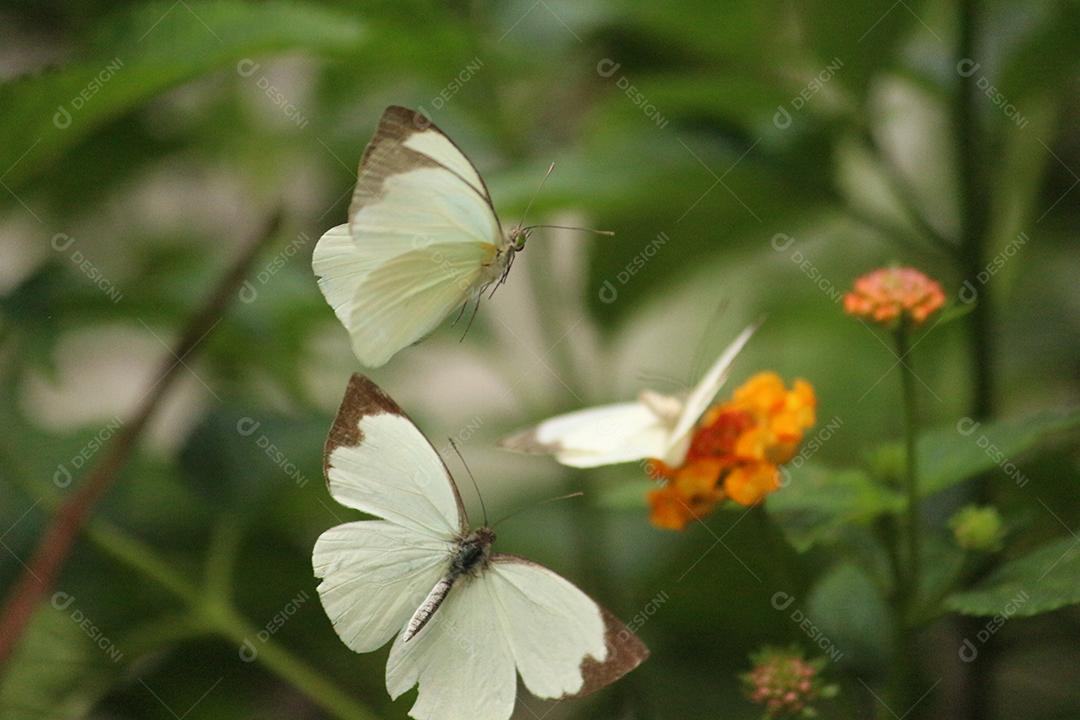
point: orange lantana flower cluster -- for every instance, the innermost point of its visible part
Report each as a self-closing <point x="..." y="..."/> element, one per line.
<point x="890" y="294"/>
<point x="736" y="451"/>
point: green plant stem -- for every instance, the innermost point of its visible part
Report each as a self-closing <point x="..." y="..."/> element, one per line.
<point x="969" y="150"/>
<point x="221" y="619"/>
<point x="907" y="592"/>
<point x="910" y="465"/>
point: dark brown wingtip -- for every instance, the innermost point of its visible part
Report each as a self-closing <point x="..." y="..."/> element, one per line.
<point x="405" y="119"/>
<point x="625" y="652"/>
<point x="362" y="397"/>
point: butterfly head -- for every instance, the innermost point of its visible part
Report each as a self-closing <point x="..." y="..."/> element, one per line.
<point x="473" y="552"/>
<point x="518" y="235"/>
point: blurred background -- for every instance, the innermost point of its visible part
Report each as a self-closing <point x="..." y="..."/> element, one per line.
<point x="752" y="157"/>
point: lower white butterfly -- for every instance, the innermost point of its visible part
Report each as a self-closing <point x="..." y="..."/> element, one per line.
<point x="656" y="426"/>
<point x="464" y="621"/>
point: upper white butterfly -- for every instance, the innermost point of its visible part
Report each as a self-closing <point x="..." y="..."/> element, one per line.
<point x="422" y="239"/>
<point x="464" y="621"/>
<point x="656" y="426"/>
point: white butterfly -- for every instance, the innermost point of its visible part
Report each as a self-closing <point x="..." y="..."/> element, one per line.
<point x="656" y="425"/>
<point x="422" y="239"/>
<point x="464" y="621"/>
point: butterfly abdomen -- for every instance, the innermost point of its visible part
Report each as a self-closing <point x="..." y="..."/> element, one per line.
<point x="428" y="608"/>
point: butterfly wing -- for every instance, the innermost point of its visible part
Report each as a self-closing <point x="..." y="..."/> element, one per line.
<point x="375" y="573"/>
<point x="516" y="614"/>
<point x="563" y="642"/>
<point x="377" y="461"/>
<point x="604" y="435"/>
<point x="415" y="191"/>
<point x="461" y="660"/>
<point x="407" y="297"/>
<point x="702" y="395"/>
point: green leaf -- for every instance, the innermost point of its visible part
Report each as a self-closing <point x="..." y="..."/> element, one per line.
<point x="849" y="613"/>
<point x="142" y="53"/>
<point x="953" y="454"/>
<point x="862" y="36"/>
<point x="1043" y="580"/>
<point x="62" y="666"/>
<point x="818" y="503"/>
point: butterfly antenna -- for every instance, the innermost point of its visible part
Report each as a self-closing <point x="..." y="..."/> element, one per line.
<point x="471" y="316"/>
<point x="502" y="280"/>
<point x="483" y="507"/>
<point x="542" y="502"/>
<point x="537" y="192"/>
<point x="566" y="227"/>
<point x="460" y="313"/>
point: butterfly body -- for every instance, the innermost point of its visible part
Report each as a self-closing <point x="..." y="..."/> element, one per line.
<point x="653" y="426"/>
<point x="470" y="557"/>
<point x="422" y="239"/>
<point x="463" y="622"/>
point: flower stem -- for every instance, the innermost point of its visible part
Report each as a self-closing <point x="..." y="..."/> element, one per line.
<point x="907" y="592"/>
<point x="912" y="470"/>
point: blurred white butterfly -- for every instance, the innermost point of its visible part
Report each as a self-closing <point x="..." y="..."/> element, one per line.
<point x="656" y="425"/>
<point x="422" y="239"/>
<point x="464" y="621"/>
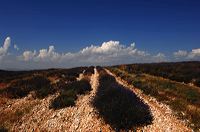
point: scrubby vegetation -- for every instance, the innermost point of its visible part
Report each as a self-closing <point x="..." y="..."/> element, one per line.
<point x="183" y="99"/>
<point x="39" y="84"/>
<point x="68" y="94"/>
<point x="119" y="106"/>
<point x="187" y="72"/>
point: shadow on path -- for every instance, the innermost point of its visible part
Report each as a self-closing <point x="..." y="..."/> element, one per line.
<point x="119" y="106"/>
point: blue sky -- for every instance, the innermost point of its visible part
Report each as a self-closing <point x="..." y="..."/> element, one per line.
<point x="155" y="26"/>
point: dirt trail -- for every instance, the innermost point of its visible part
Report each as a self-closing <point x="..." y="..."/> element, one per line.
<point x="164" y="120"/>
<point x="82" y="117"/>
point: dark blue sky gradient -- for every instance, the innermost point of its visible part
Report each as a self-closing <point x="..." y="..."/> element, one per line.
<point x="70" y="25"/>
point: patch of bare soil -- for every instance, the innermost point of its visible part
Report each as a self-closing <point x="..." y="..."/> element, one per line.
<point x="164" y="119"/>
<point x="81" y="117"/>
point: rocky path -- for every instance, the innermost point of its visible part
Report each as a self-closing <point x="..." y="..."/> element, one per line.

◇ ◇ ◇ ◇ ◇ ◇ ◇

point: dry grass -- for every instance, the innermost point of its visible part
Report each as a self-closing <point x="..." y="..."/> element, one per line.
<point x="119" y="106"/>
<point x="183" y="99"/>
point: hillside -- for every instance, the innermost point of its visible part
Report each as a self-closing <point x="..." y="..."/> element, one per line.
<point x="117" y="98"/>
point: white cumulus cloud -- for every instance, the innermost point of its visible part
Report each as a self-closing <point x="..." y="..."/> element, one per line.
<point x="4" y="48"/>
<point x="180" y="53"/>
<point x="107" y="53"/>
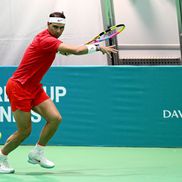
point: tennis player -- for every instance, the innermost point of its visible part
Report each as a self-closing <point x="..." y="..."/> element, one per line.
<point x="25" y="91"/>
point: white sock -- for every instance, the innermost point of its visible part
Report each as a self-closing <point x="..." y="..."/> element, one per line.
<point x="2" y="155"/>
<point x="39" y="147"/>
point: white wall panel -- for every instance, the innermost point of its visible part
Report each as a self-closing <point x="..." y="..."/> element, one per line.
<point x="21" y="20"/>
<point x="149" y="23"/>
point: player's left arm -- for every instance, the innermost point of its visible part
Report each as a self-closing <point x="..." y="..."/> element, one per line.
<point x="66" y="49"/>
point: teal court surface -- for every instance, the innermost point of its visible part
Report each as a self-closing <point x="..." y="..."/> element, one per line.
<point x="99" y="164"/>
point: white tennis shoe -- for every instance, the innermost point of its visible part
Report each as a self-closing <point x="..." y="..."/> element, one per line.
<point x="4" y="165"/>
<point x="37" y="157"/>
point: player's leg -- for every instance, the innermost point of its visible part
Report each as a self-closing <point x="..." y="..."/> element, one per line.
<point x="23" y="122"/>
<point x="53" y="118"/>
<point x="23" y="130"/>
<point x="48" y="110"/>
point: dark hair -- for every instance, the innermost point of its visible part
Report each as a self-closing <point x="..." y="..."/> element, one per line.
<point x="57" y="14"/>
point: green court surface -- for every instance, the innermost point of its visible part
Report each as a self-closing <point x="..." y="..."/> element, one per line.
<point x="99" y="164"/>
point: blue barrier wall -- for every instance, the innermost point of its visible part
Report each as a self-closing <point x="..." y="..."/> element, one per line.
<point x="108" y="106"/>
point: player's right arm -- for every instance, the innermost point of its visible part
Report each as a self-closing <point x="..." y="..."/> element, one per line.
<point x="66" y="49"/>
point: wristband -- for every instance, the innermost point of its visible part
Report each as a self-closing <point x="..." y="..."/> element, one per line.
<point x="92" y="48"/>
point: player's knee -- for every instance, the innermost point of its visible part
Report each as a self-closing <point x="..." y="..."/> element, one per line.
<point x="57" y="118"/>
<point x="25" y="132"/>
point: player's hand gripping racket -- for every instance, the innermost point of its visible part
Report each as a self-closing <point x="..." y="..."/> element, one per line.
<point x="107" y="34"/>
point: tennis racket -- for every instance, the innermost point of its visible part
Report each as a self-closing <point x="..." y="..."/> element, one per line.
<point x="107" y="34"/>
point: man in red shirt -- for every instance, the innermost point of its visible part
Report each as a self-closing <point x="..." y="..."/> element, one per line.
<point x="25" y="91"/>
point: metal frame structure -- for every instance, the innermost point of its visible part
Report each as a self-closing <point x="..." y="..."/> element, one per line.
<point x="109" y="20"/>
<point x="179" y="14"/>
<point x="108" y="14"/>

◇ ◇ ◇ ◇ ◇ ◇ ◇

* **What is being asked**: Throughout the data above, report every line that contains the string "tennis".

* **Reply**:
point: tennis player -- for every instance, the innermost point of its visible part
point: white tennis shoe -- for every instance, the innermost point of its visible part
point: tennis racket -- for every instance, the innermost point of its visible part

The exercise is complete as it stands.